EXCERPTED TEXT START

Barat Habib gizi Shakinskaya (Barat Həbib qızı Şəkinskaya; 28 June 1914 - 14 January 1999) was an Azerbaijani and Soviet stage and film actress.

==Biography==
Barat Shakinskaya was born into a bey family in Shusha, Russian Empire (now Azerbaijan). Her mother Aghja (née Hajiyeva) was the niece of Azerbaijani writer and dramatist Abdurrahim bey Hagverdiyev. Her father hailed from the khans of Karabakh on his mother's side and from the khans of Shaki on his father's side. The name Barat means 'God-given', a name chosen by her grandmother Govhar, as Barat was the first surviving child in the family following her three still-born siblings. Later, Habib and Aghja Shakinskis became parents to two more children, Suleyman and Sariyya. Barat got primary education in Shusha. After the Eleventh Red Army annexed Azerbaijan in 1920, her father fled to Iran as a political immigrant, while her mother and the children relocated to Ganja and maintained contact with Habib Shakinski until 1928, when the Soviet-Iranian border closed and they were compelled to cease contact with him.

EXCERPTED TEXT END
DATASET START

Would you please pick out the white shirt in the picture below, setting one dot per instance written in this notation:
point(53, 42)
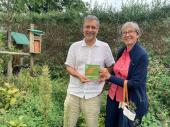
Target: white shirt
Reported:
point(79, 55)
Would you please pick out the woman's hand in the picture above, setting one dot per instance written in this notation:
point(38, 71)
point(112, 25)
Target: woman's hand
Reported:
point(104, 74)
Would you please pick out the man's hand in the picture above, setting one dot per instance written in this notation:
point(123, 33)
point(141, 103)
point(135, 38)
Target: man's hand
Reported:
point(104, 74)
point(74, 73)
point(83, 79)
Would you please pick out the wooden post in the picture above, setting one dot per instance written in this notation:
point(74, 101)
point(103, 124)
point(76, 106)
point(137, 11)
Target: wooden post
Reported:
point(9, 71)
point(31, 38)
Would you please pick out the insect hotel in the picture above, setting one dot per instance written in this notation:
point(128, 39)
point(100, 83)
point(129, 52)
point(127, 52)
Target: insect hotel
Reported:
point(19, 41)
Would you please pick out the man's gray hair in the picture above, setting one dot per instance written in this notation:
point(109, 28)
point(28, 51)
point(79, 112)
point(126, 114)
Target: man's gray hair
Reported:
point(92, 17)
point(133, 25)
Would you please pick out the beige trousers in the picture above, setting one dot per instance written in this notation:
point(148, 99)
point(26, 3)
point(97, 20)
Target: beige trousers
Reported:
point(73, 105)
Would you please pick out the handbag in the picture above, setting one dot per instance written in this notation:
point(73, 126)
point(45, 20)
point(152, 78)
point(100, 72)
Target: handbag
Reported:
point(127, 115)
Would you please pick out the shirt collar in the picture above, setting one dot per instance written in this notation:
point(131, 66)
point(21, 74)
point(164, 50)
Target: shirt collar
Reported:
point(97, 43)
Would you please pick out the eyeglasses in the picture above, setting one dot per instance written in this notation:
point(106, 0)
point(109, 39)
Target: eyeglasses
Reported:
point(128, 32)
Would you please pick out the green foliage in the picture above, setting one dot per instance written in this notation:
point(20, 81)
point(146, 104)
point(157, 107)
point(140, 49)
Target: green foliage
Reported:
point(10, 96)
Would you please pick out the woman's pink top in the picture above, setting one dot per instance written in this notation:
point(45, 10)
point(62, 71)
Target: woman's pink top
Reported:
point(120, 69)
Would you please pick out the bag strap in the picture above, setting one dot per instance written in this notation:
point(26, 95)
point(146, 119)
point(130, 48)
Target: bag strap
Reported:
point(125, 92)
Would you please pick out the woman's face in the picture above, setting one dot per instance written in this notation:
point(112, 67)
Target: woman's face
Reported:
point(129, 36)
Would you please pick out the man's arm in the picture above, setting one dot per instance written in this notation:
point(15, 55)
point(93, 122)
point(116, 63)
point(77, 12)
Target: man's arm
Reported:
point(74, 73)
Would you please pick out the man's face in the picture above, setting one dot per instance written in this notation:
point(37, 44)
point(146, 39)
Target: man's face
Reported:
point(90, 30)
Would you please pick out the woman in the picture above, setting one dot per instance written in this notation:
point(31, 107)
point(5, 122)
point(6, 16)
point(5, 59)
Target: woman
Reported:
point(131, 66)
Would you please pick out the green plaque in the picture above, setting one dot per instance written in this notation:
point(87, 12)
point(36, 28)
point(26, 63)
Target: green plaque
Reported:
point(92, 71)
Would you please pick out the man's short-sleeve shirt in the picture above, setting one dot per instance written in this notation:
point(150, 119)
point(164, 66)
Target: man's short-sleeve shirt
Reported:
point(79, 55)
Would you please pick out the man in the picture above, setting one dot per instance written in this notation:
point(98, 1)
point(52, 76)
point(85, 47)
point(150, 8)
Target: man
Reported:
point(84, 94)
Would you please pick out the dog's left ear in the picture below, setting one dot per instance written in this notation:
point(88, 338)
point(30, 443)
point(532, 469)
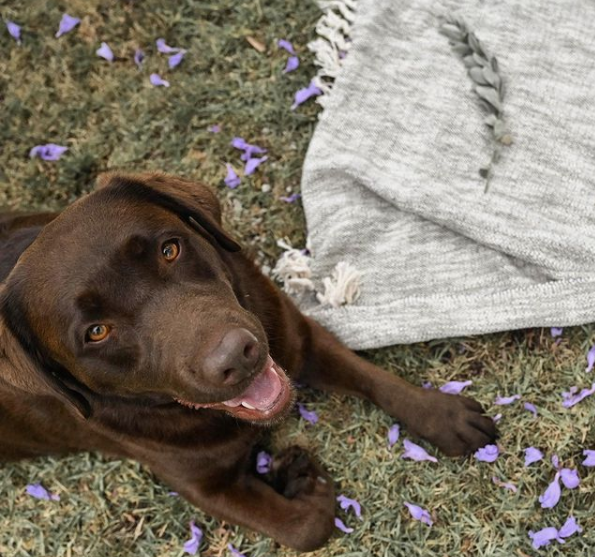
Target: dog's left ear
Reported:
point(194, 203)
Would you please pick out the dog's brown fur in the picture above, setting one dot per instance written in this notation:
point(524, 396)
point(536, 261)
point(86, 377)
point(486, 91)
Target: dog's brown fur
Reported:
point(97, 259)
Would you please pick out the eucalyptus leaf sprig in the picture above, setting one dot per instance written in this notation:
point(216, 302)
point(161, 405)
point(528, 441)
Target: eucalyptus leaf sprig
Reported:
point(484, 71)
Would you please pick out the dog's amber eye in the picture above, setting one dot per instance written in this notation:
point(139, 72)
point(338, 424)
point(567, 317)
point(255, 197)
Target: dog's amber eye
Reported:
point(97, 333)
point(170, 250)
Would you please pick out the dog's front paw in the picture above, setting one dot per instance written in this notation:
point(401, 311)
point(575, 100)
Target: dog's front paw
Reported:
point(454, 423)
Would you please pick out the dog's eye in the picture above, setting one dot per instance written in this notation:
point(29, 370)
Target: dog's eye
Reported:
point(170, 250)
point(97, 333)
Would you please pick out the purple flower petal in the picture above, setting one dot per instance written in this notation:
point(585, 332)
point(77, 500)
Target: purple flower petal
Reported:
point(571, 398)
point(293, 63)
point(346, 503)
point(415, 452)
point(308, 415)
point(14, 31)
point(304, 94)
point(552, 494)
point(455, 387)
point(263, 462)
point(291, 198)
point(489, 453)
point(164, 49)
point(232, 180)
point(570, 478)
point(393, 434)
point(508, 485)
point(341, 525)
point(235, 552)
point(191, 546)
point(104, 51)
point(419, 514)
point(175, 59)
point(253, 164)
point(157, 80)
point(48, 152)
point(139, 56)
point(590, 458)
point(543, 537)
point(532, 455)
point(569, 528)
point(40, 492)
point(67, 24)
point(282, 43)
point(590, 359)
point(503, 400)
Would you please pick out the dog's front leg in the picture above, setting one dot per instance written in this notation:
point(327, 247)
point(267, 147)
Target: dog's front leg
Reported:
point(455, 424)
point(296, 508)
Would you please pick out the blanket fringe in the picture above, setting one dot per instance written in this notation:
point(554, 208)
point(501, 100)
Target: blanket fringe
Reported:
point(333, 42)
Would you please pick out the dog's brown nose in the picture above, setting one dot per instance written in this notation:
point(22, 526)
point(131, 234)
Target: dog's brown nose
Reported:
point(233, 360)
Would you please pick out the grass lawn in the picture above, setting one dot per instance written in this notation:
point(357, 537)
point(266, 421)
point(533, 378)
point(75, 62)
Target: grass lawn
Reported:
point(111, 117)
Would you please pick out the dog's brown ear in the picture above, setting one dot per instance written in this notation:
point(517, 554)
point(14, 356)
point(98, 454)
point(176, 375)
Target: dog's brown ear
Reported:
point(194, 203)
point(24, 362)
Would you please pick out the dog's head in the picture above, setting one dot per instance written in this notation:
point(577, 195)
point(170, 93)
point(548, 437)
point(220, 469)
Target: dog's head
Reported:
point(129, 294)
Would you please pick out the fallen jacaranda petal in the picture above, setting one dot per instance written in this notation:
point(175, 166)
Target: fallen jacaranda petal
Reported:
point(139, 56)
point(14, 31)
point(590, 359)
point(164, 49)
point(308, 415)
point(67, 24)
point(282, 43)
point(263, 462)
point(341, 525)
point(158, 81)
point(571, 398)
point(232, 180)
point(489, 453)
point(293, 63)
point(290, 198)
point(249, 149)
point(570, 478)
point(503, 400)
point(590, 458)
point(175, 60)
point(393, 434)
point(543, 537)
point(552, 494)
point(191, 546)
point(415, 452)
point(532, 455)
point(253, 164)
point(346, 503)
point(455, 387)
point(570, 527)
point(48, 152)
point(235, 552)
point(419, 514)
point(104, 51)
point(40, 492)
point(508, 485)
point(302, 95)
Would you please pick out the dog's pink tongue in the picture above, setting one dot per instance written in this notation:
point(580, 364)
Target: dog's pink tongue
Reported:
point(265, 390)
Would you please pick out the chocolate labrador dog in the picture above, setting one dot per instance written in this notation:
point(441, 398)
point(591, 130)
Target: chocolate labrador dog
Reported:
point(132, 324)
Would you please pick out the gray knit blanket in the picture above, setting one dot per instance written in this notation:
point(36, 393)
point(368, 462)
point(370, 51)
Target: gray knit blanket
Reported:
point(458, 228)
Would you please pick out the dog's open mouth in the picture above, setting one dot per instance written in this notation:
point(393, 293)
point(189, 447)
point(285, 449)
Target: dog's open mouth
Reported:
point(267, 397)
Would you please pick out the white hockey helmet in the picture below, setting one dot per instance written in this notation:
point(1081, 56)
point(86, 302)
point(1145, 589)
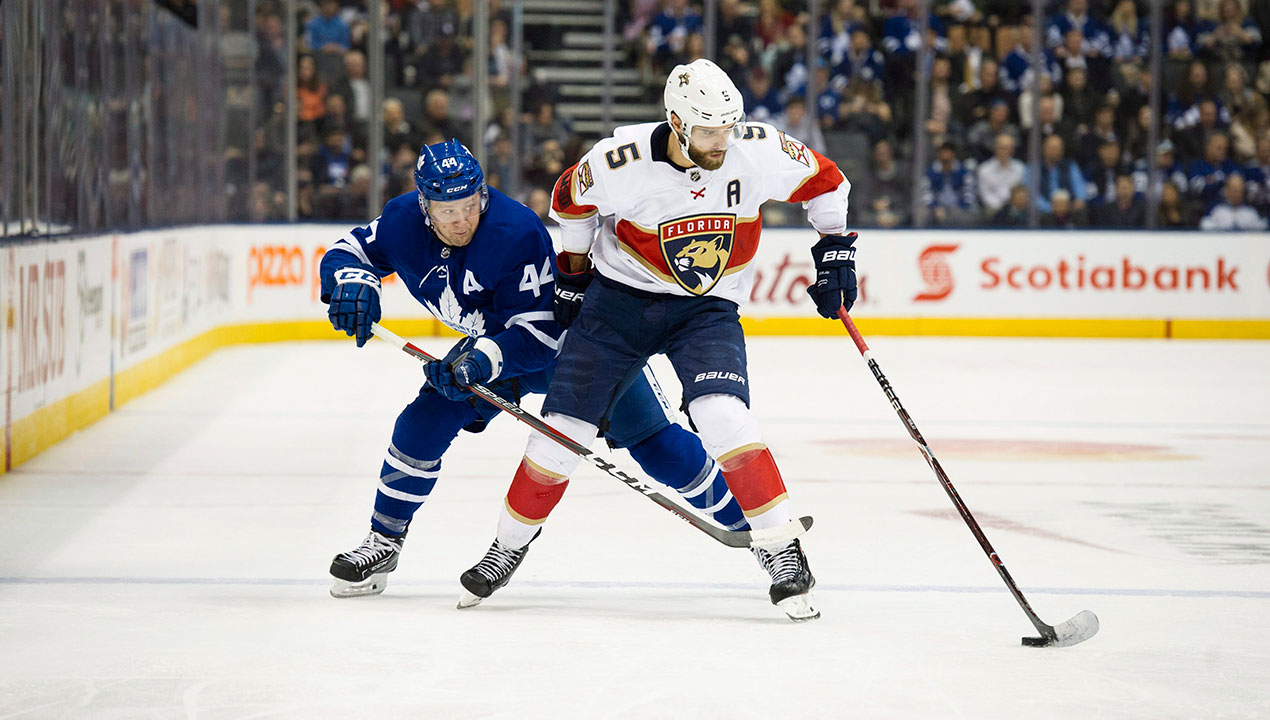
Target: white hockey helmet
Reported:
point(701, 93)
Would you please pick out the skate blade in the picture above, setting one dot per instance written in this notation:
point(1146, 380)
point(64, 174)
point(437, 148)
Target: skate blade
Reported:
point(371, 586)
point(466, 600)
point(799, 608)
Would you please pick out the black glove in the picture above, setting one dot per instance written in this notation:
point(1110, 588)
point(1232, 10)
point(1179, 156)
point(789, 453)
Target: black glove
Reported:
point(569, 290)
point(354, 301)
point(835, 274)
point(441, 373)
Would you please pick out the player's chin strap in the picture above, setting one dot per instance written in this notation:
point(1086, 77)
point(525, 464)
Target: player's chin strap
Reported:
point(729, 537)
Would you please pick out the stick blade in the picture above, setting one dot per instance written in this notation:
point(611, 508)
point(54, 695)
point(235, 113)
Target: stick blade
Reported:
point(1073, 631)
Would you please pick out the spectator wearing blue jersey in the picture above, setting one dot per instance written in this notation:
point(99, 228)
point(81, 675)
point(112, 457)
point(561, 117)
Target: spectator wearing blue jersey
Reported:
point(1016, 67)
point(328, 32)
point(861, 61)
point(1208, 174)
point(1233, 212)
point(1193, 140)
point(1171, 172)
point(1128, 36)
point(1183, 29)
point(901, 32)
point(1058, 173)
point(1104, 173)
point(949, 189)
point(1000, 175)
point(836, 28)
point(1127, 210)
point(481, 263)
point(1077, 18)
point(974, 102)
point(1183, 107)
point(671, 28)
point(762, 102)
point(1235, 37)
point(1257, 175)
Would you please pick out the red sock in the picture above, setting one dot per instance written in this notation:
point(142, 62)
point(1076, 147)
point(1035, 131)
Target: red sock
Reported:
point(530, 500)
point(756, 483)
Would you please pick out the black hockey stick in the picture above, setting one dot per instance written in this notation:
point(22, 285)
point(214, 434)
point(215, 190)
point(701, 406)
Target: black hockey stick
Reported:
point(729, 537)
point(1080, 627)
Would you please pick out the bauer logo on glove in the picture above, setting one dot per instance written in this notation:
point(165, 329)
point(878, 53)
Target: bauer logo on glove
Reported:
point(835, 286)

DATASET END

» PROBLEM TO SOLVE
In the biography of Barat Shakinskaya, why did her grandmother choose the name Barat, and what does it mean?

» TASK RESULT
Her grandmother Govhar chose the name because Barat was the first child in the family to survive, after three siblings who were still-born. The name means 'God-given'.